Gather every line of the data below that contains the word "wedding" and copy each one in full.

(begin)

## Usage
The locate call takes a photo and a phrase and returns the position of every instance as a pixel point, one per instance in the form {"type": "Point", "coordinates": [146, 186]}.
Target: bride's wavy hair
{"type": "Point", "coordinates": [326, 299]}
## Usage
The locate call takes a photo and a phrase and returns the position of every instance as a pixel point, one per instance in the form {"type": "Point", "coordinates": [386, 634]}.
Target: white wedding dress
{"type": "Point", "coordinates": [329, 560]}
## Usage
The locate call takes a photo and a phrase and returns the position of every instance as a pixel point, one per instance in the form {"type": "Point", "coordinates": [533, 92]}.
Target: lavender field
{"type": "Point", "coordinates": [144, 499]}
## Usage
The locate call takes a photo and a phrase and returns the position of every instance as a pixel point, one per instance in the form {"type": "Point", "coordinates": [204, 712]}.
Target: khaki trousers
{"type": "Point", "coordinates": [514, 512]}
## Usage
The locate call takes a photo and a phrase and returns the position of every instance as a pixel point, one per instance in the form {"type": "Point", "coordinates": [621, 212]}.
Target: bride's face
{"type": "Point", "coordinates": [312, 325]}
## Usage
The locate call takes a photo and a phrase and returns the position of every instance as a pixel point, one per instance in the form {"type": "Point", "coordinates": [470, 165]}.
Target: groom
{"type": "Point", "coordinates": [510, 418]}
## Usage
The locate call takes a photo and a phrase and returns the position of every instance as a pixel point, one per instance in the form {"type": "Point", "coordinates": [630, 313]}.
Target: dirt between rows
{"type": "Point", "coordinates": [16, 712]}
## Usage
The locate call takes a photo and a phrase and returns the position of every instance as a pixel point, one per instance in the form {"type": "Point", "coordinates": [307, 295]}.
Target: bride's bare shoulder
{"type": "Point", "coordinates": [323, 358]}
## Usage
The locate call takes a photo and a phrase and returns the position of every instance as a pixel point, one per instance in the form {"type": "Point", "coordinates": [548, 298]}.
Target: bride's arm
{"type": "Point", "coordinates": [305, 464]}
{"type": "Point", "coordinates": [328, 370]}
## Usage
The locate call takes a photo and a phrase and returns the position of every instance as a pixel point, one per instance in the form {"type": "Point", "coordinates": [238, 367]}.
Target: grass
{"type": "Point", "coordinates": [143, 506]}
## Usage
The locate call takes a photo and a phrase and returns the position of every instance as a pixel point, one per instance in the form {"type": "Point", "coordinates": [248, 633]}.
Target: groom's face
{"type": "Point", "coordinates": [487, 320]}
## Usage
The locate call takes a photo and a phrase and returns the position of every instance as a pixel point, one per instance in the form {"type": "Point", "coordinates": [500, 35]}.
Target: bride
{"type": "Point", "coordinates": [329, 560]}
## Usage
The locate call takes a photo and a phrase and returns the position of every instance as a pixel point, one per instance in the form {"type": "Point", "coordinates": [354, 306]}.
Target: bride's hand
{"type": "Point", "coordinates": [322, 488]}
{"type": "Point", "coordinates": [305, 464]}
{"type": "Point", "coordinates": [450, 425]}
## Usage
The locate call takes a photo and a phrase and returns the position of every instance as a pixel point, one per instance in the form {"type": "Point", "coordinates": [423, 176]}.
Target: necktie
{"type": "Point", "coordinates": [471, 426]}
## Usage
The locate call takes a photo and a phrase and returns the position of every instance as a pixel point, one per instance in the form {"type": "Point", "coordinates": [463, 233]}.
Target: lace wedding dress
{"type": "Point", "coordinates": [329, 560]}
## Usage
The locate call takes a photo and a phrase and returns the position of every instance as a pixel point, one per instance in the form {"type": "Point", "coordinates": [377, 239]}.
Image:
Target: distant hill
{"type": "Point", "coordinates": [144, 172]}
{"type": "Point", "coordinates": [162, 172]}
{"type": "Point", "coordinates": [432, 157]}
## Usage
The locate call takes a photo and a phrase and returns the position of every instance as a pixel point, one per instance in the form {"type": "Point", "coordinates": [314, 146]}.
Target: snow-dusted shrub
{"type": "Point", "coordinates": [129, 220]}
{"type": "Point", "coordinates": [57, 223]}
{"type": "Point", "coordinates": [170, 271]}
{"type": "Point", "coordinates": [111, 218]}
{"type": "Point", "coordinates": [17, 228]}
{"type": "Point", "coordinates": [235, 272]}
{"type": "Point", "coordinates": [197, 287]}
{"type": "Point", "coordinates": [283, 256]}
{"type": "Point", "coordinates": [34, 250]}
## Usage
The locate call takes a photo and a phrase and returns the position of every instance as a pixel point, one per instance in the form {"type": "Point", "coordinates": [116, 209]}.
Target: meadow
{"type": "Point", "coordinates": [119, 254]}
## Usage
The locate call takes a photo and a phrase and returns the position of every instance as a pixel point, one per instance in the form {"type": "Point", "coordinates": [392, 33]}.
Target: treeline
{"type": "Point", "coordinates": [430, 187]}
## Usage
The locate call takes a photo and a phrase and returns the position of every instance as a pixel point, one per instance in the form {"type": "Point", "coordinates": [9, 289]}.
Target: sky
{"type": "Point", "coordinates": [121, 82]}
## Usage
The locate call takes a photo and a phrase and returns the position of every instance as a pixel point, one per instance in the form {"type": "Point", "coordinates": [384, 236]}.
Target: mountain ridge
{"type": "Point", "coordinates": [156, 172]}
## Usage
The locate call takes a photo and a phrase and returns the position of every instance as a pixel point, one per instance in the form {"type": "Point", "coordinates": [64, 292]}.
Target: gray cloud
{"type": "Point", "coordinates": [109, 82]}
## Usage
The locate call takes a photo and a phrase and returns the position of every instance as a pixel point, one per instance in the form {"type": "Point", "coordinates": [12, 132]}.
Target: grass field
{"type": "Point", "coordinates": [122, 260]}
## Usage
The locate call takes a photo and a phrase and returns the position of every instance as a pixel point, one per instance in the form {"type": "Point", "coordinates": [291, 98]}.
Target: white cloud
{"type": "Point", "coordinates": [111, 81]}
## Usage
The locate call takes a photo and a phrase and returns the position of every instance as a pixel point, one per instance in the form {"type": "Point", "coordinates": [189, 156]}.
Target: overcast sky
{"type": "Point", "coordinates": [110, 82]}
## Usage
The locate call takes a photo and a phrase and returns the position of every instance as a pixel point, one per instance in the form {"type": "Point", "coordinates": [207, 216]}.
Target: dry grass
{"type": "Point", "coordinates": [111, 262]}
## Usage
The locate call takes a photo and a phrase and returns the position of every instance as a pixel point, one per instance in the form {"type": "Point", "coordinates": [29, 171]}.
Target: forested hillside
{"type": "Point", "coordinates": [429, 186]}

(end)

Task output -
Target: white wedding dress
Target: lace wedding dress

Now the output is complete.